▶ AIM OF THE EXERCISE
From the news story below about Comey and the Durham probe, pull out the passage from "While there are" to "fact, he was.", word for word.

▶ PASSAGE TO READ
-- Opening Marker --

Speaking to CBS’ “Face the Nation,” Mr. Comey said he saw reports that former CIA Director John O. Brennan was interviewed as part of the Durham probe.
But Mr. Comey hasn’t spoken to Mr. Durham and said he “can’t imagine” that he is a target in the investigation.
“Given that I know what happened during 2016, which was a bunch of people trying to do the right thing consistent with the law, I’m not worried at all about that investigation of the investigation,” Mr. Comey said. “Next, I’m sure, will be an investigation of the investigation of the investigation. They just want to have an investigation to talk about.”
The Durham team is poring over the 2016 probes as Mr. Trump fumes over the saga that loomed over his first term, including former special counsel Robert Mueller’s probe, which found no criminal conspiracy between the Trump campaign and Russia.
A Senate Intelligence Committee report published last week didn’t find evidence of collusion to influence the election but highlighted unusual contacts between a high-ranking campaign official and someone they describe as a Russian intelligence officer.
While there are no indications Mr. Brennan and Mr. Comey are targets of the Durham probe, former FBI lawyer Kevin Clinesmith pleaded guilty Wednesday to making false statements, admitting that in early 2017 he altered an email to say former Trump campaign aide Carter Page was not a source for the CIA when, in fact, he was.
Mr. Trump fired Mr. Comey in May 2017 and frequently rails against him as crooked, saying he used FBI powers to spy on his campaign.
Speaking to CBS, Mr. Comey defended his agency for looking into Russia’s activities vis-a-vis the Trump campaign, citing the Senate report that detailed frequent communications between ex-campaign chairman Paul Manafort and Konstantin Kilimnik, a Ukrainian businessman who the committee describes as “a Russian intelligence officer.”
“Let that sink in and then ask yourself, so there was nothing to investigate here, as [Attorney General] Bill Barr says, it was a hoax? The Republicans have exploded that nonsense,” Mr. Comey said, referring to GOP lawmakers who signed off on the intelligence report.
The committee said it was “unable to determine why” Manafort shared sensitive internal polling data and campaign strategy with Mr. Kilimnik, or if Mr. Kilimnik further shared that information.
Sen. Mark Warner, Virginia Democrat, highlighted this portion of the report as the most explosive.

-- Closing Marker --

▶ PROVIDED DATA
-- Opening Marker --

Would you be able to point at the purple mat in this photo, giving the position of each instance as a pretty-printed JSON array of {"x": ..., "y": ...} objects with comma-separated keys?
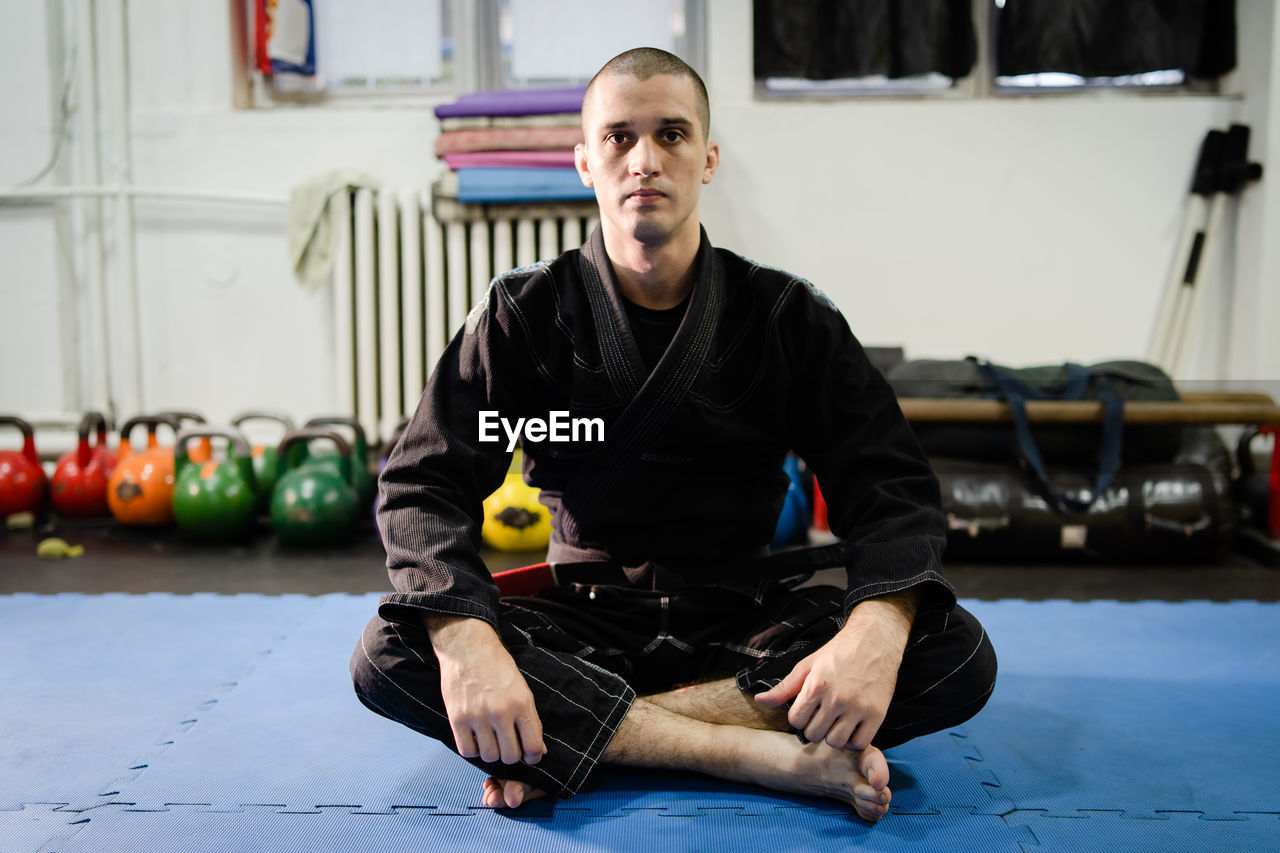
[
  {"x": 515, "y": 101},
  {"x": 519, "y": 159}
]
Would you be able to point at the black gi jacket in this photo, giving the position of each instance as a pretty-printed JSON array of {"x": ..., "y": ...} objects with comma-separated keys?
[{"x": 772, "y": 366}]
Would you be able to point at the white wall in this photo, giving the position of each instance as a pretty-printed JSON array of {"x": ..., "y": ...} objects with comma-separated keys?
[{"x": 1025, "y": 229}]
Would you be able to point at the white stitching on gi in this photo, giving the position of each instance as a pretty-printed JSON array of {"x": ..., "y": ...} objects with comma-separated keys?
[{"x": 981, "y": 637}]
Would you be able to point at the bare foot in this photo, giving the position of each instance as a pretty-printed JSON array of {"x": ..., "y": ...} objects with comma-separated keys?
[
  {"x": 508, "y": 793},
  {"x": 858, "y": 779}
]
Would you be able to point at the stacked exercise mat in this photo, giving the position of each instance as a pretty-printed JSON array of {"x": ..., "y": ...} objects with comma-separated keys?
[{"x": 511, "y": 146}]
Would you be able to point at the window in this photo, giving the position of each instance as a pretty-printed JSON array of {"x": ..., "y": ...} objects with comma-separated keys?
[
  {"x": 343, "y": 49},
  {"x": 823, "y": 48}
]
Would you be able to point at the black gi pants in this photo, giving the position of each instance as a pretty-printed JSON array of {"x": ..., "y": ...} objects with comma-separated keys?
[{"x": 588, "y": 649}]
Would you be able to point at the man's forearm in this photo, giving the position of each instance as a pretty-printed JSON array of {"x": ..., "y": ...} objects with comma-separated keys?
[
  {"x": 452, "y": 635},
  {"x": 897, "y": 607}
]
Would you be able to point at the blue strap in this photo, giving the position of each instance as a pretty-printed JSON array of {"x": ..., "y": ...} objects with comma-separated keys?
[{"x": 1016, "y": 392}]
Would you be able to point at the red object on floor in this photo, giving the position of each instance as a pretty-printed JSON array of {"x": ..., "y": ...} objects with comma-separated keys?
[
  {"x": 526, "y": 580},
  {"x": 819, "y": 509},
  {"x": 1274, "y": 489}
]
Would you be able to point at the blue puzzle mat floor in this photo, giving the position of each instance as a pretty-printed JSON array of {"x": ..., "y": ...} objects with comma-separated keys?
[{"x": 227, "y": 723}]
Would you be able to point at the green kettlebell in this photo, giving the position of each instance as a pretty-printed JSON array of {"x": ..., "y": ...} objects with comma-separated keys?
[
  {"x": 264, "y": 455},
  {"x": 214, "y": 500},
  {"x": 364, "y": 479},
  {"x": 314, "y": 502}
]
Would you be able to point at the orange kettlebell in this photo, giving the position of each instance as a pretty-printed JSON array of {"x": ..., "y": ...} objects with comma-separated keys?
[
  {"x": 22, "y": 479},
  {"x": 141, "y": 487},
  {"x": 80, "y": 480}
]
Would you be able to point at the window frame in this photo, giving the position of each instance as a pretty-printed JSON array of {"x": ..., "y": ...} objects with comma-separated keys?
[
  {"x": 981, "y": 82},
  {"x": 478, "y": 63}
]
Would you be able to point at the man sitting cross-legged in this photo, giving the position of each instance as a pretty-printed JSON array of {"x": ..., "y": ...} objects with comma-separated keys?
[{"x": 672, "y": 639}]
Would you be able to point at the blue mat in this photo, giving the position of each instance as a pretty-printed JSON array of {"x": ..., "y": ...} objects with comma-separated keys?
[{"x": 211, "y": 723}]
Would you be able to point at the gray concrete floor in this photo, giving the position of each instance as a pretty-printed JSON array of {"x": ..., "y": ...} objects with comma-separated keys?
[{"x": 135, "y": 560}]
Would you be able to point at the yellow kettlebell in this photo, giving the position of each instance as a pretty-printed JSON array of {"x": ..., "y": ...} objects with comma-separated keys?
[{"x": 513, "y": 519}]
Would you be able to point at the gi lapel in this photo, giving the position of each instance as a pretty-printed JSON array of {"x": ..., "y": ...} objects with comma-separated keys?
[{"x": 654, "y": 400}]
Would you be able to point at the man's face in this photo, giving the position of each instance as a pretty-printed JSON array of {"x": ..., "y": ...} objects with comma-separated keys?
[{"x": 645, "y": 154}]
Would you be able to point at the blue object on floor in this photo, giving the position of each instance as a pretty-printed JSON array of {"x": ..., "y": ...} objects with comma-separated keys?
[{"x": 1112, "y": 726}]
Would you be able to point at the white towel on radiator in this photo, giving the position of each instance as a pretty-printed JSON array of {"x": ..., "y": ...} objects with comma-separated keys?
[{"x": 310, "y": 231}]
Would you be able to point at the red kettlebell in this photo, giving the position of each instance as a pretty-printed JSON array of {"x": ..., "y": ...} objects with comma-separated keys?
[
  {"x": 78, "y": 488},
  {"x": 22, "y": 480}
]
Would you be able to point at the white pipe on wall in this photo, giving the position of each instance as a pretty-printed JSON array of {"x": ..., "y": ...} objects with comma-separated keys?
[
  {"x": 126, "y": 322},
  {"x": 99, "y": 352},
  {"x": 170, "y": 194}
]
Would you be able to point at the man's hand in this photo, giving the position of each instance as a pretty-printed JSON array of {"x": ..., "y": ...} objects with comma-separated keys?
[
  {"x": 842, "y": 690},
  {"x": 490, "y": 707}
]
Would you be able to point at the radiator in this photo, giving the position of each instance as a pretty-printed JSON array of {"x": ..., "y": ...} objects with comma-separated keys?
[{"x": 405, "y": 281}]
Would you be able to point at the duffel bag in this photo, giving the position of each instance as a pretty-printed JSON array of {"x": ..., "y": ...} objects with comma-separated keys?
[
  {"x": 1175, "y": 511},
  {"x": 1102, "y": 446}
]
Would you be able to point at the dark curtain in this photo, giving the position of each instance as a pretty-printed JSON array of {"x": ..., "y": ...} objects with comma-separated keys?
[
  {"x": 833, "y": 39},
  {"x": 1114, "y": 37}
]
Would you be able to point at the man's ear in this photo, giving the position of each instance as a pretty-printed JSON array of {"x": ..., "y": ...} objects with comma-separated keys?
[
  {"x": 712, "y": 162},
  {"x": 580, "y": 164}
]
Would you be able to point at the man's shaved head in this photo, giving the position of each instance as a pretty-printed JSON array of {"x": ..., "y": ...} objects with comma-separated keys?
[{"x": 644, "y": 63}]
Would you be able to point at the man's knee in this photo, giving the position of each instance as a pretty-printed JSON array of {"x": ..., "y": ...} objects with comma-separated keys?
[
  {"x": 397, "y": 679},
  {"x": 946, "y": 678}
]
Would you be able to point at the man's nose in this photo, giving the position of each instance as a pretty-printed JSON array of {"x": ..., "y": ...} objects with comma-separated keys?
[{"x": 644, "y": 158}]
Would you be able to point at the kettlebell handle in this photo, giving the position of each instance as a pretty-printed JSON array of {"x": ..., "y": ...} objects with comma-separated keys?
[
  {"x": 150, "y": 422},
  {"x": 234, "y": 437},
  {"x": 337, "y": 420},
  {"x": 182, "y": 416},
  {"x": 309, "y": 433},
  {"x": 28, "y": 437},
  {"x": 263, "y": 414},
  {"x": 96, "y": 422},
  {"x": 241, "y": 452}
]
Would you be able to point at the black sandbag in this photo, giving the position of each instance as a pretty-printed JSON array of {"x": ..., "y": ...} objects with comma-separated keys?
[
  {"x": 1061, "y": 445},
  {"x": 1175, "y": 511}
]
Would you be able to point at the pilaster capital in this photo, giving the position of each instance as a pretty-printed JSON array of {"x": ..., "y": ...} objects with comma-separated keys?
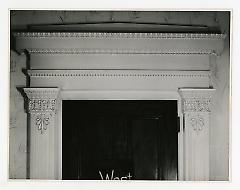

-- Closing Marker --

▶ ANSWER BOX
While there are no indications Mr. Brennan and Mr. Comey are targets of the Durham probe, former FBI lawyer Kevin Clinesmith pleaded guilty Wednesday to making false statements, admitting that in early 2017 he altered an email to say former Trump campaign aide Carter Page was not a source for the CIA when, in fact, he was.